[Records contained in a dataset]
-=-=-=-=-

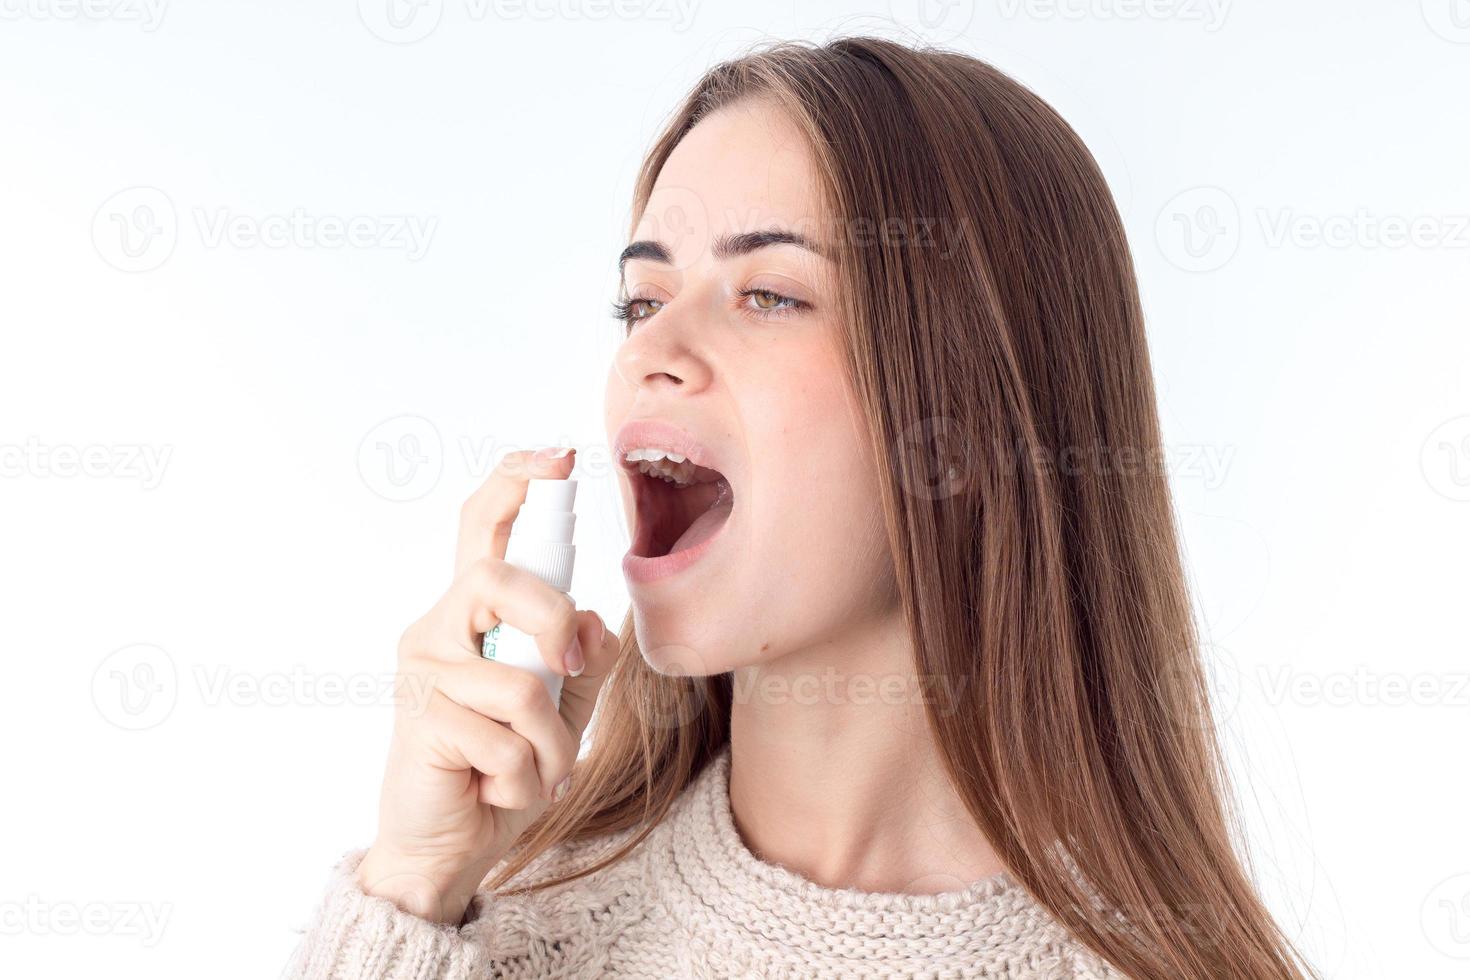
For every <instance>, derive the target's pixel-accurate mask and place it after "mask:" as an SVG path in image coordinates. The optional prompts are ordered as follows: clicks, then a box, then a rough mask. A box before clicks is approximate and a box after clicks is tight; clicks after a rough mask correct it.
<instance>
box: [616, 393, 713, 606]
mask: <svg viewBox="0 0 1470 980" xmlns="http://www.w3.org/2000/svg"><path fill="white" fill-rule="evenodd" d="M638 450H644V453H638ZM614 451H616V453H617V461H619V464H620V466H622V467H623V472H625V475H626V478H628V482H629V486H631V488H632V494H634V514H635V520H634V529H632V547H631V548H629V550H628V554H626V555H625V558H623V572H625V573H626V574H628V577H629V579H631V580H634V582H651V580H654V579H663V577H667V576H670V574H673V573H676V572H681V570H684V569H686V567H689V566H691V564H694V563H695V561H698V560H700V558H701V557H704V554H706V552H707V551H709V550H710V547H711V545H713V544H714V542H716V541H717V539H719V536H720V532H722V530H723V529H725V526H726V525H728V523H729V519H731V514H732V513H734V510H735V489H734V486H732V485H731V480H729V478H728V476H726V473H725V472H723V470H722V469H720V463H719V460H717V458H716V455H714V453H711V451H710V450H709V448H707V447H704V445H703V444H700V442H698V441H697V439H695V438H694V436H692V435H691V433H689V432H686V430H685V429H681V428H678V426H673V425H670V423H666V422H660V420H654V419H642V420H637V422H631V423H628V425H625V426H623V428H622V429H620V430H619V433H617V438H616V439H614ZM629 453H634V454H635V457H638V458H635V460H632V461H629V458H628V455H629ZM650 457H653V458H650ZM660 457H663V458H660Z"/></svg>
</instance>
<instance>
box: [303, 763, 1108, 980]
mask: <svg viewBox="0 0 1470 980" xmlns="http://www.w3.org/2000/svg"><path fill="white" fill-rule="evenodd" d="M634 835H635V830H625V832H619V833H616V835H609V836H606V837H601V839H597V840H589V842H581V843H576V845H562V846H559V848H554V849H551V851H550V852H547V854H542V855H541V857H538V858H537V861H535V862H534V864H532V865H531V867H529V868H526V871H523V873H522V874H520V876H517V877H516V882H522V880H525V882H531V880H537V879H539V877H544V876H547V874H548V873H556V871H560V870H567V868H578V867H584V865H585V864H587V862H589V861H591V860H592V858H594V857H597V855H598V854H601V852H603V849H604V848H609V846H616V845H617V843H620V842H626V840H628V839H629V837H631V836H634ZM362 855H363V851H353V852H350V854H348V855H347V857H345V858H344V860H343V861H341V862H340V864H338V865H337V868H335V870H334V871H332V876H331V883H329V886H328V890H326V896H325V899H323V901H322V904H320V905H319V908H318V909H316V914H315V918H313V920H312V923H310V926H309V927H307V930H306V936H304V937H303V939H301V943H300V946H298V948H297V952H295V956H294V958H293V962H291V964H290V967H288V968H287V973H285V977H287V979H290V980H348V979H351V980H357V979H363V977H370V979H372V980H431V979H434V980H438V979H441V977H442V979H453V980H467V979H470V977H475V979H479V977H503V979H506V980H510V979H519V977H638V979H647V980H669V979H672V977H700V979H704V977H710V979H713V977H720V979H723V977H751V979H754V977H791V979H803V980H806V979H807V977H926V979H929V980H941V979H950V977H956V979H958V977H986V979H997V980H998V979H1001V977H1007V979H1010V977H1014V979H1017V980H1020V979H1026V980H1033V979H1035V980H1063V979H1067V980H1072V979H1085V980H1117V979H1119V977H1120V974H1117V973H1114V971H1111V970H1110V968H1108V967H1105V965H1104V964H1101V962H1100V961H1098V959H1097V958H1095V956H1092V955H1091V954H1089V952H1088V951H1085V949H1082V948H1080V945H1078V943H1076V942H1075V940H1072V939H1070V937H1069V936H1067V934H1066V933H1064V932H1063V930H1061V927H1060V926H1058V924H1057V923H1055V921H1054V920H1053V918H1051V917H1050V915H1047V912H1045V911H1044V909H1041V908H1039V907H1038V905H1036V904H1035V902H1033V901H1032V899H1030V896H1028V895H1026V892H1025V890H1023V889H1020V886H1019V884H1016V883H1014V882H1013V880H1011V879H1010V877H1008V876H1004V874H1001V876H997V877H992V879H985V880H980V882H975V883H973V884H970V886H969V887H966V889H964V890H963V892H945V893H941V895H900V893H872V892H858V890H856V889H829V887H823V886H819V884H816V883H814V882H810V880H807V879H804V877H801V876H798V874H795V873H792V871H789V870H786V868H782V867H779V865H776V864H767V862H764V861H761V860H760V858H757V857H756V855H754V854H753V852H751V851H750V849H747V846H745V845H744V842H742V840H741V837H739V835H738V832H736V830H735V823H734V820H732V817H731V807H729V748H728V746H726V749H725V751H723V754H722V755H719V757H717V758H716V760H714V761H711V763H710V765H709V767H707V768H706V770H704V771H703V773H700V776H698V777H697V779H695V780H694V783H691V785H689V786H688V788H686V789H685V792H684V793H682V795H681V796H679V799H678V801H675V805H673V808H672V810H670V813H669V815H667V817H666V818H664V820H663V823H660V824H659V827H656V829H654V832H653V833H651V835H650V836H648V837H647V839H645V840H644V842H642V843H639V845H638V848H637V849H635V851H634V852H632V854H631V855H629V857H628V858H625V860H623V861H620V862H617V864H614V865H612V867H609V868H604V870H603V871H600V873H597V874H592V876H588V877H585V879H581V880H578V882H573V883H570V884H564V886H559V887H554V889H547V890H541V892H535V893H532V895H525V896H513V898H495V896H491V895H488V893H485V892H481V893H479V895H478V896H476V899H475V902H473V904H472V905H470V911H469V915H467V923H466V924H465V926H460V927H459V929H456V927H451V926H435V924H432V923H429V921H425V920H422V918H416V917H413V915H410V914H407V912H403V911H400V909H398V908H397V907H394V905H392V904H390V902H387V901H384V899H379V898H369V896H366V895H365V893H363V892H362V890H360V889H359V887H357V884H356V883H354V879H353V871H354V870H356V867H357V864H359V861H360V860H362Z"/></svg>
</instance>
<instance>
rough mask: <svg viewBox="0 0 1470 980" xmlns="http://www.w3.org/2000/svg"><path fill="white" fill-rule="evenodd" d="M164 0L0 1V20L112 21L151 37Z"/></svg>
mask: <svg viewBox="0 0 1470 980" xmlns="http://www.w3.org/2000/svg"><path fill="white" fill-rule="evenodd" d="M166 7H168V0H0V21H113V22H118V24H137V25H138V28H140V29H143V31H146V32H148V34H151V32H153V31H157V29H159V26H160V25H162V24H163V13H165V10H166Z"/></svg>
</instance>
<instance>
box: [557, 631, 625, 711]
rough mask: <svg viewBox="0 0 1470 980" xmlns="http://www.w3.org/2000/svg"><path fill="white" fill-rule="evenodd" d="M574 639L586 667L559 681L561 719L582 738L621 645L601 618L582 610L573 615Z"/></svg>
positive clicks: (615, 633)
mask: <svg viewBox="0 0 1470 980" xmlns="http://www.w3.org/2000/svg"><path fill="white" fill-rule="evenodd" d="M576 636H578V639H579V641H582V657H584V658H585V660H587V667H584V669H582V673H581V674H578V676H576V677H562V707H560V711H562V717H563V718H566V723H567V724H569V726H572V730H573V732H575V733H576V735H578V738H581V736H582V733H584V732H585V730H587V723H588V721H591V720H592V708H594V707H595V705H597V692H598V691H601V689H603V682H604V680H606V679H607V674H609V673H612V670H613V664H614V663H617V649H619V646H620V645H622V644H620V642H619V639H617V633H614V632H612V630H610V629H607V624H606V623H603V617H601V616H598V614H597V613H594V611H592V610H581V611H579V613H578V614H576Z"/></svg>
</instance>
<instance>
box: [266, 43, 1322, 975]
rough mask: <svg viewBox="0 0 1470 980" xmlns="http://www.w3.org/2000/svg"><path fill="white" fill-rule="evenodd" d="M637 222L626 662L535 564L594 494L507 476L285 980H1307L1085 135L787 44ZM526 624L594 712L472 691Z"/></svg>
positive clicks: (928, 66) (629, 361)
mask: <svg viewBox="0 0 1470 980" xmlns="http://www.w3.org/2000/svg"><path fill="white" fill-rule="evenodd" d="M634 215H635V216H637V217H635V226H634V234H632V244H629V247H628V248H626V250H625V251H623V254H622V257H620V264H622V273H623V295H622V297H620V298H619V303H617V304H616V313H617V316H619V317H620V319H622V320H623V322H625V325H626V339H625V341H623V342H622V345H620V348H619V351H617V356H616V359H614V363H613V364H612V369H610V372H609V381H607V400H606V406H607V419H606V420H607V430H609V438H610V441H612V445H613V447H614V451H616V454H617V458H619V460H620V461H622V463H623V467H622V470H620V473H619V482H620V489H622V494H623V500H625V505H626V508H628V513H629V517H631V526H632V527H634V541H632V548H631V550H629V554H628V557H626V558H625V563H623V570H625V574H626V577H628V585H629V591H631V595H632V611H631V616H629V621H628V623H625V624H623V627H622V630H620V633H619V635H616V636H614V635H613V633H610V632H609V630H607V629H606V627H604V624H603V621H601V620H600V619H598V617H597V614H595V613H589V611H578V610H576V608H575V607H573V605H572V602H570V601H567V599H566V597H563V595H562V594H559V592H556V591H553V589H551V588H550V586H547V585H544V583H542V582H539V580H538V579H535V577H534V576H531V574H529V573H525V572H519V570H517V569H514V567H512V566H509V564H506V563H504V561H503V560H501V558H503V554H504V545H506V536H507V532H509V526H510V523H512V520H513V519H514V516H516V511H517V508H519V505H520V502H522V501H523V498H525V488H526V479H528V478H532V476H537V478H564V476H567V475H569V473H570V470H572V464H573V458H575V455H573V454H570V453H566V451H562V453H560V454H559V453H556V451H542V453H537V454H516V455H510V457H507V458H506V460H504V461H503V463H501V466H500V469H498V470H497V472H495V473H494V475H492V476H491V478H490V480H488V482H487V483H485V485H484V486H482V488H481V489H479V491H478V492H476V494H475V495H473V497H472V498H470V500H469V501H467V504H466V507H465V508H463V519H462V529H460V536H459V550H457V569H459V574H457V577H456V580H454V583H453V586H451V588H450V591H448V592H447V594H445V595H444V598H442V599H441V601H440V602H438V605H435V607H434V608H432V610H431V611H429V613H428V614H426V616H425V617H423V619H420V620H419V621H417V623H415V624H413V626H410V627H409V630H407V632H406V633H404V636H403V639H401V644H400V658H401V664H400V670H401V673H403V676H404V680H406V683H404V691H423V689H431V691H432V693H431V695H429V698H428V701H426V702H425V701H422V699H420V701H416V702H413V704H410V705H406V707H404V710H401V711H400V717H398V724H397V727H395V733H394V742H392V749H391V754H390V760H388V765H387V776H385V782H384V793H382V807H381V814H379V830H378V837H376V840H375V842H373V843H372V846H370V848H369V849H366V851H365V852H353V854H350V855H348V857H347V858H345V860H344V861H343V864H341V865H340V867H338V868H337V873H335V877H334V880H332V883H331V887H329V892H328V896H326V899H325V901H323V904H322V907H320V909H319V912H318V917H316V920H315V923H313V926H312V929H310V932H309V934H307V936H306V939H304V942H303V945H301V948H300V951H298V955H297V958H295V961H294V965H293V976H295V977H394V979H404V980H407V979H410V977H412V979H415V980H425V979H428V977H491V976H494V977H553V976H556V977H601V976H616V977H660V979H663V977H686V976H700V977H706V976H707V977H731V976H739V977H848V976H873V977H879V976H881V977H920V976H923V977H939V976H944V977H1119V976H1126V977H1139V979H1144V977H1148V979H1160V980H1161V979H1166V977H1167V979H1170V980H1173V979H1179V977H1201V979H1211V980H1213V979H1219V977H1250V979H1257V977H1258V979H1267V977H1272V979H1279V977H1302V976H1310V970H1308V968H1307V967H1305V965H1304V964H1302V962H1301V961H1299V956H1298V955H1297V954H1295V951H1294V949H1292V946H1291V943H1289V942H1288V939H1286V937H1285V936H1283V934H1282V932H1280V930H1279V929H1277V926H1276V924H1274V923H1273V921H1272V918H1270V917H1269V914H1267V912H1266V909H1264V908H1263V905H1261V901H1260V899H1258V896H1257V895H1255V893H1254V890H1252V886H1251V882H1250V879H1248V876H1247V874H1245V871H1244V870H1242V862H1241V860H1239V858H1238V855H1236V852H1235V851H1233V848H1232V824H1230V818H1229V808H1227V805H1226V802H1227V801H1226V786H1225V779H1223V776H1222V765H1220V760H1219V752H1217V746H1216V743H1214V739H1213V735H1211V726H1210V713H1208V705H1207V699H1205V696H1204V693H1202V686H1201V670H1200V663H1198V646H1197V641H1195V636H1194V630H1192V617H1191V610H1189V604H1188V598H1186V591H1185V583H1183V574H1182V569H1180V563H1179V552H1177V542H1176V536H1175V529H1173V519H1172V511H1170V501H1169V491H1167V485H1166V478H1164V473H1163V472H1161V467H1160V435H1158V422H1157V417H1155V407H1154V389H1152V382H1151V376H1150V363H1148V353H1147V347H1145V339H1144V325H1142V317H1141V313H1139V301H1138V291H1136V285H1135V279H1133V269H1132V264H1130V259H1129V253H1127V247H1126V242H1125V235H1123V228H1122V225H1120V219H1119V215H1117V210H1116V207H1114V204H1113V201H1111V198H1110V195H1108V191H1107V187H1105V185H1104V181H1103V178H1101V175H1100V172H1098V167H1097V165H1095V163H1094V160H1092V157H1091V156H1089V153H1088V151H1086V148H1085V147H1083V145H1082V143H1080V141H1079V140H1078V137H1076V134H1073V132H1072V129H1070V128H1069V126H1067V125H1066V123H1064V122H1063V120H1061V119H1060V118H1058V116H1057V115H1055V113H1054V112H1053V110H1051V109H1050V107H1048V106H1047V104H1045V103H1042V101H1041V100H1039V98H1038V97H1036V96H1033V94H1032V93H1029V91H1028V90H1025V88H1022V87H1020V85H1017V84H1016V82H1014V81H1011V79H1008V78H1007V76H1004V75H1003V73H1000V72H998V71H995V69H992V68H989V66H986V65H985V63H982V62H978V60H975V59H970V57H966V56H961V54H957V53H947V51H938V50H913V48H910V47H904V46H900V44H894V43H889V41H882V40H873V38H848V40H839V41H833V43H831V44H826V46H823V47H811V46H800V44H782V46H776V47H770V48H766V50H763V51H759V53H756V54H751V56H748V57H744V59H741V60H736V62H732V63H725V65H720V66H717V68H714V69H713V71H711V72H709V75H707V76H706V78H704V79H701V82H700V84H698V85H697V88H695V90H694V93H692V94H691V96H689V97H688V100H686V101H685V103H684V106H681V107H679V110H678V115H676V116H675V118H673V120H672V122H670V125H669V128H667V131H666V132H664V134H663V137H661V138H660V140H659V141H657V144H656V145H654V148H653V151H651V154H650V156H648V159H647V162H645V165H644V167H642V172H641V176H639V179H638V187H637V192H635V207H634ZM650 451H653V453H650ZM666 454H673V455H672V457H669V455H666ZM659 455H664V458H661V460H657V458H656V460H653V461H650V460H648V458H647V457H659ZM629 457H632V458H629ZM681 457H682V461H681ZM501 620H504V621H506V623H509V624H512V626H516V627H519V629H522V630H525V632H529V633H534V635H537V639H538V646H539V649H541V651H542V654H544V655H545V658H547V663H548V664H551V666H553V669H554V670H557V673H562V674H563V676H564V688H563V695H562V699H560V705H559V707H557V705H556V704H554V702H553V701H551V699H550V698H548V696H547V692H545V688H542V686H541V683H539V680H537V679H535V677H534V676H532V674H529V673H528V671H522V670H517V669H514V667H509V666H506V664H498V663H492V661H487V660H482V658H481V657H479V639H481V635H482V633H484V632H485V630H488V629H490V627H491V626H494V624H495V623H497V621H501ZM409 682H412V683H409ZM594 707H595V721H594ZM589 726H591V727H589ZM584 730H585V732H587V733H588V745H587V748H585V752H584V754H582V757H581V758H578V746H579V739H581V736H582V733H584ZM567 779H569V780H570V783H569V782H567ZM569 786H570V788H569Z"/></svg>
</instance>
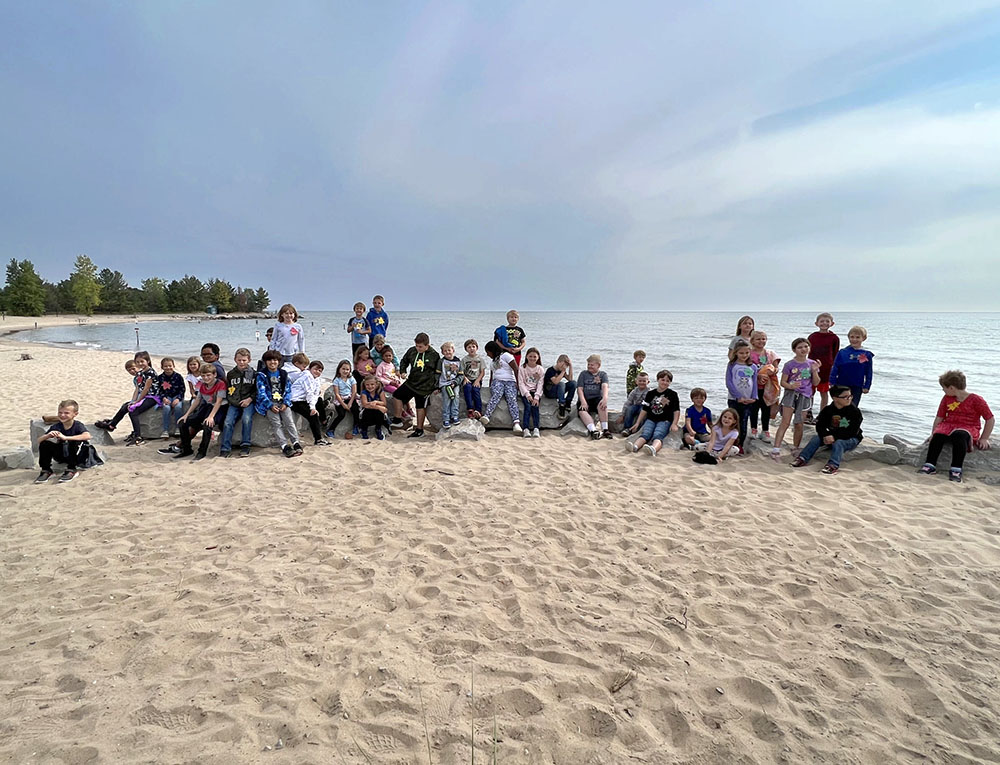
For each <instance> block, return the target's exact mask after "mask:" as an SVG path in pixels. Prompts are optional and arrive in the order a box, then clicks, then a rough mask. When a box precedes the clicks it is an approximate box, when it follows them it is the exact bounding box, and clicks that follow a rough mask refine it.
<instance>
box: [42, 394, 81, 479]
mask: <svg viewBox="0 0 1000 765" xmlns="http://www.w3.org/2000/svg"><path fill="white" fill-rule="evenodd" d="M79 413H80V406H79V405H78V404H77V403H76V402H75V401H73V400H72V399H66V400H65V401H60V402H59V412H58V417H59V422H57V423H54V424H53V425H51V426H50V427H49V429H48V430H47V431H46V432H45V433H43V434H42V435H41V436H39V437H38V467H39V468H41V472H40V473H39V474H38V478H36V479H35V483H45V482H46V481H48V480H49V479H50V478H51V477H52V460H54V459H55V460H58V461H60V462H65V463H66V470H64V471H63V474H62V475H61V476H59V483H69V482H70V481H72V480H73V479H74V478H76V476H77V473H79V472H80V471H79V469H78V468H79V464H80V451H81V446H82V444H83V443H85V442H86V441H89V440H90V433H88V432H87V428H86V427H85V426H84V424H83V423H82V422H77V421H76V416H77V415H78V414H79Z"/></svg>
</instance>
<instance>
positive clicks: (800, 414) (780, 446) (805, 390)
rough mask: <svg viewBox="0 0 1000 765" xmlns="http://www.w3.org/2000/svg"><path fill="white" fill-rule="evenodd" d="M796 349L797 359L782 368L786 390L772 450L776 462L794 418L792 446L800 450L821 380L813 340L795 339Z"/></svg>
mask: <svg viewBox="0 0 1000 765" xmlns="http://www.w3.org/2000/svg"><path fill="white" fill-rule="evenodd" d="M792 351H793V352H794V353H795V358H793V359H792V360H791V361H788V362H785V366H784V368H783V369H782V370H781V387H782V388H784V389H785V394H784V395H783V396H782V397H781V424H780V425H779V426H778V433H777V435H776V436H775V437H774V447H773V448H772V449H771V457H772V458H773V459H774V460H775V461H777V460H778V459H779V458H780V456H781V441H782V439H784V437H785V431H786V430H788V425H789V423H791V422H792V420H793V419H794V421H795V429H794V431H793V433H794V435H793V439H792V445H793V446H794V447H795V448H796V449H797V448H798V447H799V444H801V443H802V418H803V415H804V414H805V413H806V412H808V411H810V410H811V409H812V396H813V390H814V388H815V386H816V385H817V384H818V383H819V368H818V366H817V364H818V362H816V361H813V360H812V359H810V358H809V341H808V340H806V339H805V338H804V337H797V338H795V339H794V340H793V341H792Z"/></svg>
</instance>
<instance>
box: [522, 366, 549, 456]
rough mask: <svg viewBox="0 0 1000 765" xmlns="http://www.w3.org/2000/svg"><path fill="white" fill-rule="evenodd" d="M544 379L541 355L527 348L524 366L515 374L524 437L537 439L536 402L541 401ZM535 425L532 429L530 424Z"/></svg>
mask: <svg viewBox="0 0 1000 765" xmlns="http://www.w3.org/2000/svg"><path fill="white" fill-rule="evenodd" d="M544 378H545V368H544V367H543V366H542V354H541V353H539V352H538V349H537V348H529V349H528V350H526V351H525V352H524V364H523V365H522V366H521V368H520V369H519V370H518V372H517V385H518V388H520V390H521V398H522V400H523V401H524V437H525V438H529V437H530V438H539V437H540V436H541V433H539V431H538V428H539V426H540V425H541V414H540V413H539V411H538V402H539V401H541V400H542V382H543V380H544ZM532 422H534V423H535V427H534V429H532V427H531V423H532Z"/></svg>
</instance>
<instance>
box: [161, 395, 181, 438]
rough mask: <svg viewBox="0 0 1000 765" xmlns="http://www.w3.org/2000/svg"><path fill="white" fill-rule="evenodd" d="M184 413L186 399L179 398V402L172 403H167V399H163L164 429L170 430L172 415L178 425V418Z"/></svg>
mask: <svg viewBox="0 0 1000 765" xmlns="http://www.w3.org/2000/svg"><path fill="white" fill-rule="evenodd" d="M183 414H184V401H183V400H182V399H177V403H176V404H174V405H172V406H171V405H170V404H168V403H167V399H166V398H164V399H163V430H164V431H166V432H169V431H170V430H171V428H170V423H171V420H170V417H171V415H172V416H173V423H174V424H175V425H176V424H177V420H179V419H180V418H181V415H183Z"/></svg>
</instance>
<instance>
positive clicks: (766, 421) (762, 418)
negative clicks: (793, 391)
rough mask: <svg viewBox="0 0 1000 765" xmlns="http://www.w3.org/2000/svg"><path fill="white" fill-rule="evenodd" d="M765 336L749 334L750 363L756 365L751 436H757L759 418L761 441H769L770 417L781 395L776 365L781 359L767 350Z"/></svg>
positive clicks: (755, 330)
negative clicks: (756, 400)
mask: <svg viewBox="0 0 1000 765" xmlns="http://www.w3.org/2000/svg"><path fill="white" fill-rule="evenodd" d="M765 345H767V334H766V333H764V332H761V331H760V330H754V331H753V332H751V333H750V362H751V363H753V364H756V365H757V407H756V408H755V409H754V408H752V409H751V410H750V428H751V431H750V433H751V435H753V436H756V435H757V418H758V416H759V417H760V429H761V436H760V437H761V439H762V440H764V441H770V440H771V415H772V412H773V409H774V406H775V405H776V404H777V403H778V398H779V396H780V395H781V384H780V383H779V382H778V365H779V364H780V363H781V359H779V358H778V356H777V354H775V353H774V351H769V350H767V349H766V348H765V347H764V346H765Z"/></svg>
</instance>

-=-=-=-=-

**Your objective**:
Restate word for word the lines of the data above, starting at the line containing "336L749 334L750 363L756" and ending at the line containing "positive clicks: (755, 330)", both included, and nothing more.

**Result below**:
rough mask: <svg viewBox="0 0 1000 765" xmlns="http://www.w3.org/2000/svg"><path fill="white" fill-rule="evenodd" d="M765 336L749 334L750 363L756 365L751 436H757L759 418L761 441H769L770 417L781 395L776 365L781 359L767 350Z"/></svg>
positive clicks: (755, 330)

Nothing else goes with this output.